>>

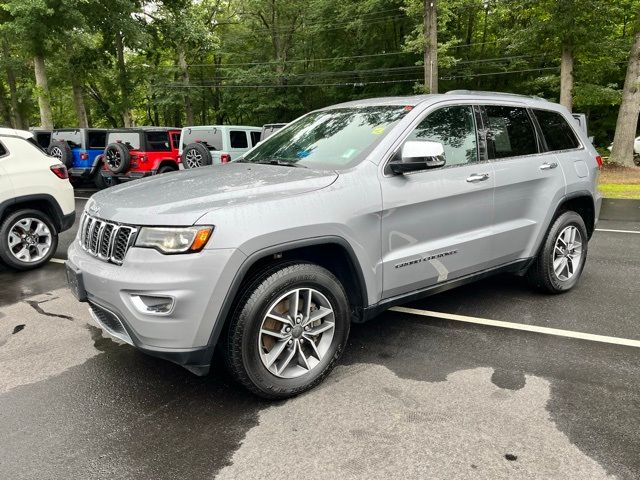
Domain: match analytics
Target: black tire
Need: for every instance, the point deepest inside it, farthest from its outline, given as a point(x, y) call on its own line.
point(201, 156)
point(541, 274)
point(166, 169)
point(62, 151)
point(5, 228)
point(241, 349)
point(117, 157)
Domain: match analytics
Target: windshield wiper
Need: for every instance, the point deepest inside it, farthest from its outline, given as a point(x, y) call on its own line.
point(281, 163)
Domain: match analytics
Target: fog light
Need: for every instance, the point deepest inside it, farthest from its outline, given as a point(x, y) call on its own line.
point(153, 305)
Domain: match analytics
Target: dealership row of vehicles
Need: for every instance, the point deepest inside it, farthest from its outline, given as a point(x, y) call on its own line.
point(110, 156)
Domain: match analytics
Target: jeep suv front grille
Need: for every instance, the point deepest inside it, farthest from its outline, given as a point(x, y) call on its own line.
point(106, 240)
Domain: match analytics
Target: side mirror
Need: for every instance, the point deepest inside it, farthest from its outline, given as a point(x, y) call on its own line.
point(417, 155)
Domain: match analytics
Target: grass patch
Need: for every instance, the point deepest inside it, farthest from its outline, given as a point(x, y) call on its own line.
point(620, 182)
point(620, 190)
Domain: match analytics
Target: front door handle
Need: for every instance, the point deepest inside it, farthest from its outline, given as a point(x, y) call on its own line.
point(477, 177)
point(548, 166)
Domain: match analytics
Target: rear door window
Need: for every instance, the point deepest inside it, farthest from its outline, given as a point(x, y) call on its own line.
point(72, 137)
point(238, 139)
point(97, 140)
point(158, 141)
point(131, 139)
point(210, 137)
point(175, 140)
point(557, 132)
point(510, 132)
point(455, 128)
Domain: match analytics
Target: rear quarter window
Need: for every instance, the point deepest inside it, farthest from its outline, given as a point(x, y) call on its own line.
point(158, 141)
point(131, 139)
point(238, 139)
point(210, 137)
point(556, 130)
point(510, 133)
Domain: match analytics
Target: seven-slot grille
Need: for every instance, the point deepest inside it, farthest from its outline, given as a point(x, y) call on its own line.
point(106, 240)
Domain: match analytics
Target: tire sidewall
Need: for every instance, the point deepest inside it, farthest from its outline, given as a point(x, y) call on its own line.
point(251, 317)
point(563, 221)
point(67, 154)
point(6, 224)
point(125, 157)
point(204, 152)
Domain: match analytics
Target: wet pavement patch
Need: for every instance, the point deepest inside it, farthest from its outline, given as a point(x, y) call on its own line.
point(17, 329)
point(36, 306)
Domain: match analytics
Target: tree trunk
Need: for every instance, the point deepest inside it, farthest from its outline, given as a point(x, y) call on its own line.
point(78, 102)
point(5, 111)
point(188, 108)
point(430, 47)
point(46, 116)
point(16, 116)
point(627, 123)
point(566, 75)
point(123, 79)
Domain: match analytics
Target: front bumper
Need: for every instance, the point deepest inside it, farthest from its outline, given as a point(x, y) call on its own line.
point(128, 176)
point(197, 283)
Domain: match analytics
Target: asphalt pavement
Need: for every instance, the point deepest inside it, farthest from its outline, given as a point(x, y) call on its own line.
point(413, 396)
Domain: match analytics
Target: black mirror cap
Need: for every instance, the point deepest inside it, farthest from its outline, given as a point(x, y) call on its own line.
point(399, 167)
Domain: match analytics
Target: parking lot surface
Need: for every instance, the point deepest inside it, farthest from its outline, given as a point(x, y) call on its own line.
point(413, 397)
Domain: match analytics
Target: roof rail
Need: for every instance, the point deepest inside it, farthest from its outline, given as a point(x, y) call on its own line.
point(480, 92)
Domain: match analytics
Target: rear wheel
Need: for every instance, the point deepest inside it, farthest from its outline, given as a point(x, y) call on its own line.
point(288, 330)
point(28, 239)
point(561, 259)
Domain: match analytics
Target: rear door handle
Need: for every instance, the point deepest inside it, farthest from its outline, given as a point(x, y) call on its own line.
point(548, 166)
point(477, 177)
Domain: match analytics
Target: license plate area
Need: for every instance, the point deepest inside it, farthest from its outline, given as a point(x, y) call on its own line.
point(75, 282)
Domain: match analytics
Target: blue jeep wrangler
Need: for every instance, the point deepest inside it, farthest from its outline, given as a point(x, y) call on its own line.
point(80, 149)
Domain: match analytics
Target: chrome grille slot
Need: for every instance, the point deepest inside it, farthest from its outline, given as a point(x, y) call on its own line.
point(106, 240)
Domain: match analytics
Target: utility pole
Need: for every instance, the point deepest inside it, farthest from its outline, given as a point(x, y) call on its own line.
point(430, 47)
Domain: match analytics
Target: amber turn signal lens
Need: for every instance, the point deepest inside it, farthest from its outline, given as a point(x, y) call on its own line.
point(201, 239)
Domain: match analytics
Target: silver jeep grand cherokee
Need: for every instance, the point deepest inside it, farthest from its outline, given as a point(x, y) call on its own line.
point(341, 214)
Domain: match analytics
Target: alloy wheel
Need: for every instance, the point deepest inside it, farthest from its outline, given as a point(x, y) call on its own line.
point(30, 240)
point(567, 253)
point(296, 333)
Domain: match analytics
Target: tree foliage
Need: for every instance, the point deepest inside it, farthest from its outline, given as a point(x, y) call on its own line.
point(171, 62)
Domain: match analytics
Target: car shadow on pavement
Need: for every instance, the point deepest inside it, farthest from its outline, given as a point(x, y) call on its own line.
point(123, 414)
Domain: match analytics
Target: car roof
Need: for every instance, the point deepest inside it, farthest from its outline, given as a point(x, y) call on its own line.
point(12, 132)
point(414, 100)
point(243, 127)
point(143, 129)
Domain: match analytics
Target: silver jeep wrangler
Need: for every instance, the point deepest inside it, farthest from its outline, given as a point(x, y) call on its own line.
point(338, 216)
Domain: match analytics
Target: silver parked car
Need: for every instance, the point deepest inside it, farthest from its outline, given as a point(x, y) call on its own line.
point(345, 212)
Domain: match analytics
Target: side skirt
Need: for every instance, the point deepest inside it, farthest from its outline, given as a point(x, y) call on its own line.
point(518, 267)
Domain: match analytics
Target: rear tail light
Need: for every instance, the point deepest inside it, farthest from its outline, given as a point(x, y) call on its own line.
point(60, 171)
point(599, 161)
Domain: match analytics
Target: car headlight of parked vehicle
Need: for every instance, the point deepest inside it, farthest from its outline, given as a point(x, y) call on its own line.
point(170, 240)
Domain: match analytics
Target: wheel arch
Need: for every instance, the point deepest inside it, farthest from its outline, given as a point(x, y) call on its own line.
point(331, 252)
point(42, 202)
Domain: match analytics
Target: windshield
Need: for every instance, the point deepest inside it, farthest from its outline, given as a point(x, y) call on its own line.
point(329, 139)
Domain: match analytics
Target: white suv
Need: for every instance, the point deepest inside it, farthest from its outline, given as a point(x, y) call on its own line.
point(36, 201)
point(214, 144)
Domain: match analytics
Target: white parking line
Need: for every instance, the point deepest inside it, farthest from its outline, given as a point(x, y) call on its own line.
point(616, 231)
point(520, 326)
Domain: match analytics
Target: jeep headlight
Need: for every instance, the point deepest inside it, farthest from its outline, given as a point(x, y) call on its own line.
point(174, 240)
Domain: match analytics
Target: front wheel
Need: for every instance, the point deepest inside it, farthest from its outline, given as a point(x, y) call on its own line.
point(288, 330)
point(28, 239)
point(560, 262)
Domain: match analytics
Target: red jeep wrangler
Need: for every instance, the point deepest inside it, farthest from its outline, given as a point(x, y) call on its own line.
point(139, 152)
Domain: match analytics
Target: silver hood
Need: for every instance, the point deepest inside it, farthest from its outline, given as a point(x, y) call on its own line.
point(181, 198)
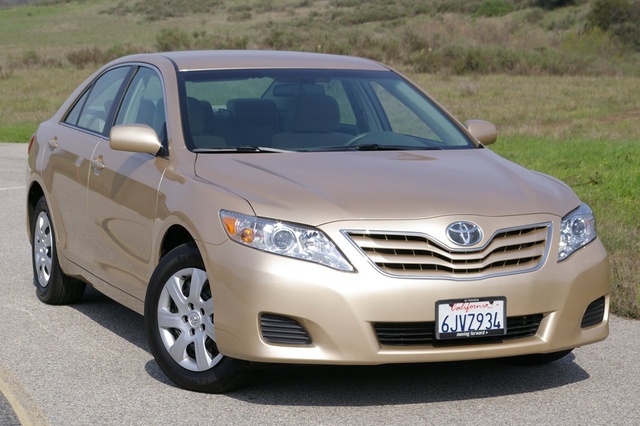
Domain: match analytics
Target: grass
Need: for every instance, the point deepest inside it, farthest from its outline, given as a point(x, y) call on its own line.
point(564, 101)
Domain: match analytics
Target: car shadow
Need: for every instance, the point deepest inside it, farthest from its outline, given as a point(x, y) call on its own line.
point(320, 385)
point(310, 385)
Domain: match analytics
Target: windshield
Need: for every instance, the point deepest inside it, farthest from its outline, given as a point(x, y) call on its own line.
point(310, 110)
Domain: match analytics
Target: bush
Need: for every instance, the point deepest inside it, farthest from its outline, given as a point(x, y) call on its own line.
point(606, 13)
point(553, 4)
point(620, 17)
point(494, 8)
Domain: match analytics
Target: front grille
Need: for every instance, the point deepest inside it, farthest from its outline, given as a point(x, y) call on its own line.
point(594, 313)
point(423, 333)
point(283, 330)
point(513, 250)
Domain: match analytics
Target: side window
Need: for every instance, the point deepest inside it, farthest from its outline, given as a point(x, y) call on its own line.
point(92, 109)
point(144, 102)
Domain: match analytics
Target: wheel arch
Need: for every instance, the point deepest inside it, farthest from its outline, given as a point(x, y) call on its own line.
point(35, 193)
point(175, 236)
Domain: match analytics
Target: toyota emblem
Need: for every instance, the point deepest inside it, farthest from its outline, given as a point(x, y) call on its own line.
point(464, 233)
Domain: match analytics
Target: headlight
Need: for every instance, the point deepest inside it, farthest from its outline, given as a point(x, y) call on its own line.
point(577, 229)
point(286, 239)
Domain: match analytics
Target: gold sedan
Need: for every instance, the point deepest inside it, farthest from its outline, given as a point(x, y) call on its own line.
point(280, 207)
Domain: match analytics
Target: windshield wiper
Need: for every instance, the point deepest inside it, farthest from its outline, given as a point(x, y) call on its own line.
point(375, 147)
point(241, 149)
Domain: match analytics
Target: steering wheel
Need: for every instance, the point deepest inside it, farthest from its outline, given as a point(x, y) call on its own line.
point(357, 138)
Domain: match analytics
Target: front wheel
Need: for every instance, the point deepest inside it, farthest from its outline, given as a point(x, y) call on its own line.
point(179, 323)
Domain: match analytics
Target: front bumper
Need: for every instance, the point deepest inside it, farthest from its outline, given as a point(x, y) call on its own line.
point(338, 310)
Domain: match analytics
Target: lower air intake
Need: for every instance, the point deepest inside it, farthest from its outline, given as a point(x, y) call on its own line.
point(283, 330)
point(594, 313)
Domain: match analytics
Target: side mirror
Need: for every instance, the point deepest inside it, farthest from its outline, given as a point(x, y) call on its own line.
point(135, 138)
point(484, 131)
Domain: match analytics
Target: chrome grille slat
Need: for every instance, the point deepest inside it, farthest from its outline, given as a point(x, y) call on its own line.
point(507, 252)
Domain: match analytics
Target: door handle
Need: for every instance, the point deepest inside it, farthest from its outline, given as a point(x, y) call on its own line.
point(53, 143)
point(98, 163)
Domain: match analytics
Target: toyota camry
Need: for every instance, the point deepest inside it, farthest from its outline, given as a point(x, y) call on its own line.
point(278, 207)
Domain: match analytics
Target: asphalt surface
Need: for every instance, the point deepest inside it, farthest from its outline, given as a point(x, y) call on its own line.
point(89, 364)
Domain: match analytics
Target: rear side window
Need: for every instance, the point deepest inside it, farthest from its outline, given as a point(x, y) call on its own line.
point(92, 109)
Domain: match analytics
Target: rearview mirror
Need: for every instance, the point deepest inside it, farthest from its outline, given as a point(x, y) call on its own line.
point(135, 138)
point(484, 131)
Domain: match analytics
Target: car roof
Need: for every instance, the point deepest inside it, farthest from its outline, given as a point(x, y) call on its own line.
point(259, 59)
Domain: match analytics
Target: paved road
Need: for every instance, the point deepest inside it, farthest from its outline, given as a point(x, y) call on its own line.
point(90, 364)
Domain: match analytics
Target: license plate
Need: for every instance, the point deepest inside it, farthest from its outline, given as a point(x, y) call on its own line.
point(469, 318)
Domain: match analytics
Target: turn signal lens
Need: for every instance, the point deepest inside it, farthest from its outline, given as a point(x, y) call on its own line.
point(283, 238)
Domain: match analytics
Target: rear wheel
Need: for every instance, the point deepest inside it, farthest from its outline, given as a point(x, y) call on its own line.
point(52, 285)
point(179, 322)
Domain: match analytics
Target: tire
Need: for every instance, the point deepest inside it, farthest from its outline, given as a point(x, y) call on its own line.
point(179, 323)
point(52, 285)
point(537, 359)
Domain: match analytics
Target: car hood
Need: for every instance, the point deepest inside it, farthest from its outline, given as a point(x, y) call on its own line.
point(316, 188)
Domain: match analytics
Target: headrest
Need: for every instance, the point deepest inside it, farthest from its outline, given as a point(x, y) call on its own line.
point(298, 89)
point(253, 111)
point(316, 114)
point(196, 116)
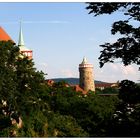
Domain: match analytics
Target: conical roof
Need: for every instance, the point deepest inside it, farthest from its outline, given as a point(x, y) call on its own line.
point(21, 41)
point(84, 61)
point(4, 36)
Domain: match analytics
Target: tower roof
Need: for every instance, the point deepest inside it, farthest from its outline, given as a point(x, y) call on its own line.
point(4, 36)
point(21, 41)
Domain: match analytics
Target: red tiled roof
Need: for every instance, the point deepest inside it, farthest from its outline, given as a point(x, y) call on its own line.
point(4, 36)
point(105, 84)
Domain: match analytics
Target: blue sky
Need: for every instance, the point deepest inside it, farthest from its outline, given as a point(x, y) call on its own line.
point(61, 34)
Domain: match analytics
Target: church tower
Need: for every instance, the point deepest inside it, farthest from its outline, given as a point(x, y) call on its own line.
point(25, 51)
point(86, 80)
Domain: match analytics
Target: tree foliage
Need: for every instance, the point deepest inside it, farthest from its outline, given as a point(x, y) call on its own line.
point(57, 110)
point(127, 47)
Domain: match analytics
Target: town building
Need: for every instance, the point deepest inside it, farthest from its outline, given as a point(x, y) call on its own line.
point(4, 36)
point(25, 51)
point(86, 79)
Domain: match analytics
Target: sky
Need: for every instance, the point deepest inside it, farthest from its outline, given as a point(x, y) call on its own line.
point(61, 34)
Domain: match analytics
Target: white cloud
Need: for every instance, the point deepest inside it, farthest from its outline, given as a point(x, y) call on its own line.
point(112, 72)
point(67, 73)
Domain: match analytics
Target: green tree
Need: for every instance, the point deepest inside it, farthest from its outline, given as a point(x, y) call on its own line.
point(20, 85)
point(127, 47)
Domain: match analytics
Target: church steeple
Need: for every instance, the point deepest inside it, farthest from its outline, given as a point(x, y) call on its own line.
point(25, 51)
point(21, 40)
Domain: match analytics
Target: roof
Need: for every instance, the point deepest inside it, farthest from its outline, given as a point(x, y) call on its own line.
point(84, 61)
point(4, 36)
point(105, 85)
point(77, 88)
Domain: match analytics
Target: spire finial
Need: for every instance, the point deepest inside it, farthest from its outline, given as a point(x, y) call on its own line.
point(21, 40)
point(84, 60)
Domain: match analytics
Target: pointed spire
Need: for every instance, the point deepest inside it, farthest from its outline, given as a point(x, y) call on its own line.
point(84, 60)
point(21, 40)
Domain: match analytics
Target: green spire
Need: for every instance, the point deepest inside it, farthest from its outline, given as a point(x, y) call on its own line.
point(21, 40)
point(84, 60)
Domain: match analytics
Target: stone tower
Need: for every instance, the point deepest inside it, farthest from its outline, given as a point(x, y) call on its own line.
point(86, 79)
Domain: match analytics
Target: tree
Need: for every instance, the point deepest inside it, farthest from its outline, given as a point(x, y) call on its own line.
point(127, 47)
point(20, 84)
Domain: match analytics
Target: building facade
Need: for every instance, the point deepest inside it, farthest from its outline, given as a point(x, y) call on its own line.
point(86, 79)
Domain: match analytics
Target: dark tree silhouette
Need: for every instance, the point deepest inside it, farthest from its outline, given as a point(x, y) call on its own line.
point(126, 48)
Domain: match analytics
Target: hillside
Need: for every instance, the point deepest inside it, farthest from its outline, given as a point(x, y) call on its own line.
point(72, 81)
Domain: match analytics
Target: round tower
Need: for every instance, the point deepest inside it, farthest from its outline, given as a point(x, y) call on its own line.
point(25, 51)
point(86, 80)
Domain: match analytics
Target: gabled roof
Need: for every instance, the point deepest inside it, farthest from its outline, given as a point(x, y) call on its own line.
point(4, 36)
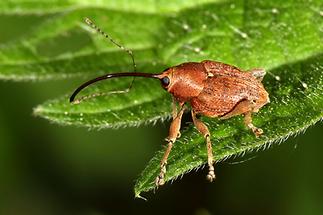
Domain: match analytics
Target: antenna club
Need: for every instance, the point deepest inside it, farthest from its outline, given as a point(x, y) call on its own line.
point(88, 21)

<<

* **Work instructions**
Convert the data, starting at the beginning and ending at the line that contains "point(153, 305)", into a numbered list with one line per item and no blank lines. Leave out the pictures.

* **Written solution**
1. Domain: match analytics
2. Target: black tire
3. Need: for every instance, the point deepest inside it, farthest from its outline, given as a point(x, y) call on its own line.
4. point(201, 156)
5. point(541, 274)
6. point(166, 169)
7. point(62, 151)
8. point(5, 228)
9. point(241, 349)
10. point(117, 157)
11. Domain: match analytics
12. Target: windshield wiper
13. Need: for every instance, the point deepest inside it, farthest from its outline, given as a point(x, y) call on its own line.
14. point(281, 163)
15. Domain: match analytics
16. Target: fog light
17. Need: for every instance, the point deepest inside it, farthest from its outline, given as a point(x, y) call on its own line.
18. point(153, 305)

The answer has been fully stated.